> [Exercise aim] Copy out exactly the lines from the one containing "Looking for: light fixture beside garage" through the end of the records, and no pictures.

__________________________________________________

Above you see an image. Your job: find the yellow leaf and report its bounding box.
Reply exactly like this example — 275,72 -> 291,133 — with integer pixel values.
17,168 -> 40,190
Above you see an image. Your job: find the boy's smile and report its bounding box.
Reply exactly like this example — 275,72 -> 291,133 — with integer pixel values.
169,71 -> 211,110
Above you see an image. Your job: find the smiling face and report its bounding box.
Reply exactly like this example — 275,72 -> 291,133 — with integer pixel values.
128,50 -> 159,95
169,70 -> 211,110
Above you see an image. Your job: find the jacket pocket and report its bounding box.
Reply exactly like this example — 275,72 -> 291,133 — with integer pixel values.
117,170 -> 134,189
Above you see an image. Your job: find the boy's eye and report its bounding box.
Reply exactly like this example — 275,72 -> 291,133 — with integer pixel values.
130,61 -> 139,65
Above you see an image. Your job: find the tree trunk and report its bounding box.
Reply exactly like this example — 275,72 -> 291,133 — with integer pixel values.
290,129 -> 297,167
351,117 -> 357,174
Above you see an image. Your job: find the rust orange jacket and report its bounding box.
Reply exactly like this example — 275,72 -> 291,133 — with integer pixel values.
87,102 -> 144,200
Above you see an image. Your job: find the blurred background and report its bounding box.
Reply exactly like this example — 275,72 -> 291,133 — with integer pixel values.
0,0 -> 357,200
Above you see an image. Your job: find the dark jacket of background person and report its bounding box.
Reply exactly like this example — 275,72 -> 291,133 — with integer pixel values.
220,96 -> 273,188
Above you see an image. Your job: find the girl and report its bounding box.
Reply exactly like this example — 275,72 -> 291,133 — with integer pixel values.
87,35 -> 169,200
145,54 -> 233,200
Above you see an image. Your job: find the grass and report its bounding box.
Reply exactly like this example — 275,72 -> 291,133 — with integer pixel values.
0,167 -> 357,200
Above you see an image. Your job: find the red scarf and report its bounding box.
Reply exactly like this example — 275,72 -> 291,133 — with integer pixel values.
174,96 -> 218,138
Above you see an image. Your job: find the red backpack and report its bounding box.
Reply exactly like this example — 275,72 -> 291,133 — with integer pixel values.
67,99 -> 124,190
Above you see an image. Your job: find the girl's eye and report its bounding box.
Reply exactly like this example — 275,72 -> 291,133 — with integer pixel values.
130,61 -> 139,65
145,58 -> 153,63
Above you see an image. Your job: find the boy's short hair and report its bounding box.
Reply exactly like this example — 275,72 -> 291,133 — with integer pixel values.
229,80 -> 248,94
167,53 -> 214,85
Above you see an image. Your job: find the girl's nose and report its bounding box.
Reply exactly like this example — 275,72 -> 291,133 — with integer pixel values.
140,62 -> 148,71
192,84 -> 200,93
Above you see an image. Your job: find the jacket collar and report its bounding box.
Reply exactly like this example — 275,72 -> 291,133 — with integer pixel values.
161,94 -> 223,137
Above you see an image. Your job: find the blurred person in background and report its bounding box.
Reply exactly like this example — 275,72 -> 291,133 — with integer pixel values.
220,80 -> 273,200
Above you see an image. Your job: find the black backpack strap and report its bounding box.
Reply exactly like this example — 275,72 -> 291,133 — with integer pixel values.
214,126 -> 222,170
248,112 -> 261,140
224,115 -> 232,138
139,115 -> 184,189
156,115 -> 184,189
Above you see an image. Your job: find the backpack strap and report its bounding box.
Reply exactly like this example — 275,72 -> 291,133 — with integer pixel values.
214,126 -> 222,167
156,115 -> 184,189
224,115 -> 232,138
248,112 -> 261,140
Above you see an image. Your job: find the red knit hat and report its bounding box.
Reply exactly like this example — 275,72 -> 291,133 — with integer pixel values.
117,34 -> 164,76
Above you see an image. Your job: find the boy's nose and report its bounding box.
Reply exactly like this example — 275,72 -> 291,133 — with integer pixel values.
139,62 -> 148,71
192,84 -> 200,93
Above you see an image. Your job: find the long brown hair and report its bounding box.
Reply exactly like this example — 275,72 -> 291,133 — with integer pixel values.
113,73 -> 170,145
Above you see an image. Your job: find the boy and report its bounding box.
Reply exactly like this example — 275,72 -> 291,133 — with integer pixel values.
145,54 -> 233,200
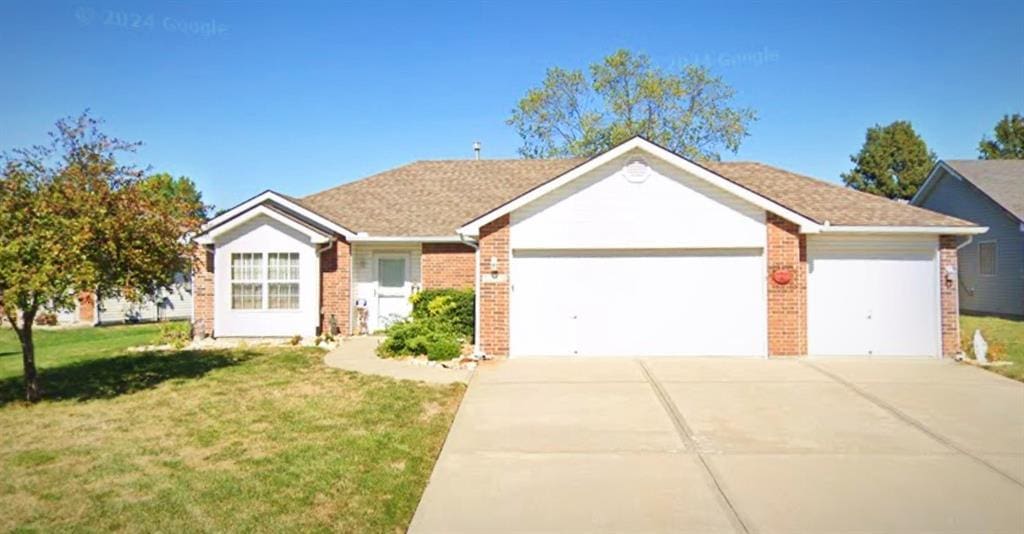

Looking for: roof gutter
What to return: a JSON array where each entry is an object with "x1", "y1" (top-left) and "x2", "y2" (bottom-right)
[
  {"x1": 820, "y1": 221, "x2": 988, "y2": 236},
  {"x1": 348, "y1": 232, "x2": 465, "y2": 243}
]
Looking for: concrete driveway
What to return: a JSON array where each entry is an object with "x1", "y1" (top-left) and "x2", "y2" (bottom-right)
[{"x1": 410, "y1": 359, "x2": 1024, "y2": 533}]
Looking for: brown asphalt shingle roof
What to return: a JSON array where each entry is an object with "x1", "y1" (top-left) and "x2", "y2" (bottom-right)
[
  {"x1": 945, "y1": 160, "x2": 1024, "y2": 221},
  {"x1": 296, "y1": 154, "x2": 974, "y2": 237}
]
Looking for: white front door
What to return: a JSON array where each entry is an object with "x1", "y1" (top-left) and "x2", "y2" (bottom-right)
[
  {"x1": 371, "y1": 254, "x2": 413, "y2": 330},
  {"x1": 510, "y1": 249, "x2": 766, "y2": 356},
  {"x1": 807, "y1": 237, "x2": 941, "y2": 356}
]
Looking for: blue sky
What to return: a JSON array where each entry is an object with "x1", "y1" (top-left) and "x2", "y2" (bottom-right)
[{"x1": 0, "y1": 0, "x2": 1024, "y2": 207}]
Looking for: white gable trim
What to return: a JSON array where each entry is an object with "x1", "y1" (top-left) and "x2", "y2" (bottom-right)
[
  {"x1": 200, "y1": 191, "x2": 355, "y2": 239},
  {"x1": 457, "y1": 137, "x2": 820, "y2": 236},
  {"x1": 196, "y1": 205, "x2": 331, "y2": 245}
]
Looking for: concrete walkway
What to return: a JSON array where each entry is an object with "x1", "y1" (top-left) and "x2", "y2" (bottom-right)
[
  {"x1": 410, "y1": 359, "x2": 1024, "y2": 533},
  {"x1": 324, "y1": 336, "x2": 473, "y2": 384}
]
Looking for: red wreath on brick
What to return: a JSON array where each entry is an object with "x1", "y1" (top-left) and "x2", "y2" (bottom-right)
[{"x1": 771, "y1": 269, "x2": 793, "y2": 286}]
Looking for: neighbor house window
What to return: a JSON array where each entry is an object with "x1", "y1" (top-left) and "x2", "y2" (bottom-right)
[
  {"x1": 266, "y1": 252, "x2": 299, "y2": 310},
  {"x1": 231, "y1": 252, "x2": 263, "y2": 310},
  {"x1": 978, "y1": 241, "x2": 996, "y2": 276}
]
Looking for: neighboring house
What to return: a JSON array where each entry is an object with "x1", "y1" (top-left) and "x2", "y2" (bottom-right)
[
  {"x1": 46, "y1": 274, "x2": 193, "y2": 325},
  {"x1": 195, "y1": 137, "x2": 985, "y2": 357},
  {"x1": 911, "y1": 160, "x2": 1024, "y2": 316}
]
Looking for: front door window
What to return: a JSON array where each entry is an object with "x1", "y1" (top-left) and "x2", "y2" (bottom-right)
[{"x1": 377, "y1": 256, "x2": 411, "y2": 328}]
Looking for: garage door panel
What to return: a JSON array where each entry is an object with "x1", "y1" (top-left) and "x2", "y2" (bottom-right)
[
  {"x1": 511, "y1": 250, "x2": 765, "y2": 356},
  {"x1": 808, "y1": 238, "x2": 939, "y2": 357}
]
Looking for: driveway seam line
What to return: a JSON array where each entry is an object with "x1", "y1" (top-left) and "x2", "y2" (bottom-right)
[
  {"x1": 636, "y1": 359, "x2": 751, "y2": 534},
  {"x1": 800, "y1": 360, "x2": 1024, "y2": 488}
]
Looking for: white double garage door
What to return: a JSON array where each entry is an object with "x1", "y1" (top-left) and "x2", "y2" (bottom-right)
[{"x1": 510, "y1": 237, "x2": 940, "y2": 357}]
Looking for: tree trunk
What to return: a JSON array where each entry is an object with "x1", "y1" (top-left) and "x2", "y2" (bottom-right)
[{"x1": 14, "y1": 314, "x2": 42, "y2": 403}]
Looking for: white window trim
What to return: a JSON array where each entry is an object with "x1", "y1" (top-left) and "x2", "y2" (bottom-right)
[
  {"x1": 227, "y1": 250, "x2": 303, "y2": 314},
  {"x1": 978, "y1": 239, "x2": 999, "y2": 278}
]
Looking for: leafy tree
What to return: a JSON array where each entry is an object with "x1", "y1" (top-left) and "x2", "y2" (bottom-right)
[
  {"x1": 139, "y1": 172, "x2": 210, "y2": 220},
  {"x1": 507, "y1": 50, "x2": 757, "y2": 160},
  {"x1": 843, "y1": 121, "x2": 935, "y2": 200},
  {"x1": 978, "y1": 113, "x2": 1024, "y2": 160},
  {"x1": 0, "y1": 112, "x2": 202, "y2": 402}
]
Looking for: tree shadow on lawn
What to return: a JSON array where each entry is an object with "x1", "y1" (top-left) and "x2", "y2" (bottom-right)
[{"x1": 0, "y1": 351, "x2": 256, "y2": 406}]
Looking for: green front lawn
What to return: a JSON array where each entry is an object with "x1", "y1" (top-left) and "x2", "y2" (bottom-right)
[
  {"x1": 0, "y1": 326, "x2": 464, "y2": 532},
  {"x1": 961, "y1": 315, "x2": 1024, "y2": 381}
]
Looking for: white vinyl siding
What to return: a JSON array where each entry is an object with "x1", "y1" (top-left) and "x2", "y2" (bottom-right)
[
  {"x1": 510, "y1": 154, "x2": 765, "y2": 249},
  {"x1": 508, "y1": 153, "x2": 767, "y2": 357},
  {"x1": 96, "y1": 274, "x2": 193, "y2": 325}
]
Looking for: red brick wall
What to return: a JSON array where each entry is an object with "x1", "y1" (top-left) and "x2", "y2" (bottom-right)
[
  {"x1": 193, "y1": 248, "x2": 214, "y2": 337},
  {"x1": 319, "y1": 238, "x2": 352, "y2": 335},
  {"x1": 421, "y1": 243, "x2": 476, "y2": 289},
  {"x1": 939, "y1": 236, "x2": 961, "y2": 356},
  {"x1": 480, "y1": 215, "x2": 509, "y2": 358},
  {"x1": 765, "y1": 213, "x2": 807, "y2": 356}
]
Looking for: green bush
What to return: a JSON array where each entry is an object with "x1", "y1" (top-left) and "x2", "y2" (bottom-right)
[
  {"x1": 427, "y1": 336, "x2": 462, "y2": 362},
  {"x1": 410, "y1": 289, "x2": 475, "y2": 340},
  {"x1": 157, "y1": 321, "x2": 191, "y2": 348},
  {"x1": 377, "y1": 319, "x2": 465, "y2": 360}
]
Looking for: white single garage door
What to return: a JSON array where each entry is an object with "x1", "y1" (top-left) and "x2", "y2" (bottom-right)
[
  {"x1": 807, "y1": 236, "x2": 941, "y2": 356},
  {"x1": 510, "y1": 249, "x2": 766, "y2": 356}
]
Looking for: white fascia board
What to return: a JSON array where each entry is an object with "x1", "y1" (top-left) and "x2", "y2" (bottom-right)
[
  {"x1": 457, "y1": 137, "x2": 820, "y2": 236},
  {"x1": 821, "y1": 225, "x2": 988, "y2": 236},
  {"x1": 348, "y1": 234, "x2": 463, "y2": 243},
  {"x1": 196, "y1": 206, "x2": 331, "y2": 245},
  {"x1": 200, "y1": 191, "x2": 355, "y2": 239}
]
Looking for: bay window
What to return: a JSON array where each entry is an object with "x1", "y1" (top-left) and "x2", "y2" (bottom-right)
[{"x1": 231, "y1": 252, "x2": 299, "y2": 310}]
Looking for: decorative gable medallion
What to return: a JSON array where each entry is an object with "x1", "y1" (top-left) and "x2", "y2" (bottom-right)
[{"x1": 623, "y1": 158, "x2": 651, "y2": 183}]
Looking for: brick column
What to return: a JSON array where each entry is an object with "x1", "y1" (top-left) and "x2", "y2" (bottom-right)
[
  {"x1": 319, "y1": 238, "x2": 352, "y2": 335},
  {"x1": 420, "y1": 243, "x2": 476, "y2": 289},
  {"x1": 193, "y1": 247, "x2": 214, "y2": 338},
  {"x1": 480, "y1": 215, "x2": 509, "y2": 358},
  {"x1": 939, "y1": 236, "x2": 961, "y2": 357},
  {"x1": 765, "y1": 213, "x2": 807, "y2": 356}
]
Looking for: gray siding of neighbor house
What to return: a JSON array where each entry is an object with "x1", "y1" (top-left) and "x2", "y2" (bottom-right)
[{"x1": 919, "y1": 170, "x2": 1024, "y2": 316}]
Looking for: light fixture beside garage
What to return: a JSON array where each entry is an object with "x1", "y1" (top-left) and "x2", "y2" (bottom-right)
[
  {"x1": 771, "y1": 269, "x2": 793, "y2": 286},
  {"x1": 623, "y1": 158, "x2": 650, "y2": 183}
]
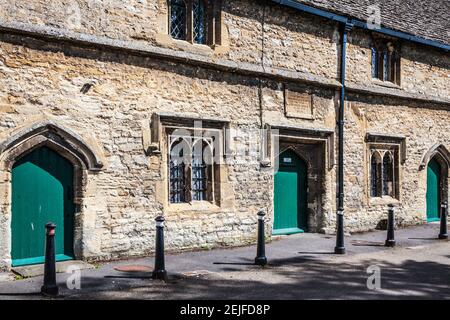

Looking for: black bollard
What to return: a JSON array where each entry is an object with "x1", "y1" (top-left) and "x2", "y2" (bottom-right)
[
  {"x1": 152, "y1": 216, "x2": 167, "y2": 281},
  {"x1": 41, "y1": 222, "x2": 59, "y2": 296},
  {"x1": 255, "y1": 211, "x2": 267, "y2": 266},
  {"x1": 384, "y1": 204, "x2": 395, "y2": 247},
  {"x1": 439, "y1": 201, "x2": 448, "y2": 239}
]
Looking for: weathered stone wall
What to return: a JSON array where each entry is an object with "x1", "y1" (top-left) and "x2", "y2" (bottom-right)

__________________________________________________

> [Solution below]
Looking for: light fixture beside garage
What to return: a JSON array where each entry is an object with "x1", "y1" (top-left) and "x2", "y2" (bottom-right)
[
  {"x1": 771, "y1": 269, "x2": 793, "y2": 286},
  {"x1": 623, "y1": 158, "x2": 650, "y2": 183}
]

Looking for: black bollard
What to return: a JSON array where each entry is an object with "x1", "y1" (top-left) and "x2", "y2" (bottom-right)
[
  {"x1": 152, "y1": 216, "x2": 167, "y2": 281},
  {"x1": 41, "y1": 222, "x2": 59, "y2": 296},
  {"x1": 255, "y1": 211, "x2": 267, "y2": 266},
  {"x1": 384, "y1": 204, "x2": 395, "y2": 247},
  {"x1": 439, "y1": 201, "x2": 448, "y2": 239}
]
Looking for: weathered stone wall
What to return: a JSON array where each entry is an object with "x1", "y1" (top-left) and "x2", "y2" (bottom-right)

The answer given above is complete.